─── SUPPLIED DATA ───

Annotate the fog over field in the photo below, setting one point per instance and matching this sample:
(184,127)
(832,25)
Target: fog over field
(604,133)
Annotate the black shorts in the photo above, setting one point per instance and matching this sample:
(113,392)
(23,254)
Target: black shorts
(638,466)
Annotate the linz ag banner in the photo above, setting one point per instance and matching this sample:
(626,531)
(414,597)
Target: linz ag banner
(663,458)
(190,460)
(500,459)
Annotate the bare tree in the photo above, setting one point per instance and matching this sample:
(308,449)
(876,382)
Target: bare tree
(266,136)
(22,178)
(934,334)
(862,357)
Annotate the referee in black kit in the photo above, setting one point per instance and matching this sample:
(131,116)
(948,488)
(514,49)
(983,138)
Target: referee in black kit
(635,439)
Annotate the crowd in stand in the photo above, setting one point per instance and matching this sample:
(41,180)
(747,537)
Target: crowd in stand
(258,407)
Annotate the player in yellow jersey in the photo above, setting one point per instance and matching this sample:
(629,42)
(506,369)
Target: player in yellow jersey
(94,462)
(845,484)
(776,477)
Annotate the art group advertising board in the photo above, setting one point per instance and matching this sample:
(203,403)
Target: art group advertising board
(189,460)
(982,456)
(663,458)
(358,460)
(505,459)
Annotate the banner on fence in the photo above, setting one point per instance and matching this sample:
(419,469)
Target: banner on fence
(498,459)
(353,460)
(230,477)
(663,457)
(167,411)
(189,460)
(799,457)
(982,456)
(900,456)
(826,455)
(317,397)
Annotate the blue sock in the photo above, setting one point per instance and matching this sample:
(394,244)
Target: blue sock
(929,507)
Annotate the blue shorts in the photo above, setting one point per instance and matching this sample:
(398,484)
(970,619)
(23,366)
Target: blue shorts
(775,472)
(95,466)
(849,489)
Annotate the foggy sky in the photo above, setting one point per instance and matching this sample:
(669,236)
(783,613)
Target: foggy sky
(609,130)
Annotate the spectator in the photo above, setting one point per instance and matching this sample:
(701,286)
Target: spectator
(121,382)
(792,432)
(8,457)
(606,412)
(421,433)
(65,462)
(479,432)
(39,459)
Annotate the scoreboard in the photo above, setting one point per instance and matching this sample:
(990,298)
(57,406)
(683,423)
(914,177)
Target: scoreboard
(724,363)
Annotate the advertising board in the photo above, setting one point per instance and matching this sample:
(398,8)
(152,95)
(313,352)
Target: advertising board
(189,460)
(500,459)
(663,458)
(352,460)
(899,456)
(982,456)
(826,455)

───

> **SET TASK**:
Copy the records verbatim, from the line containing "Annotate the advertising" through the final line of the records, both included.

> **EXERCISE SOLUTION**:
Annotate the advertising board in the photo above, setting one point per instance and matching this sample:
(398,8)
(152,95)
(313,352)
Target: advertising board
(189,460)
(500,459)
(663,458)
(352,460)
(899,456)
(982,456)
(826,455)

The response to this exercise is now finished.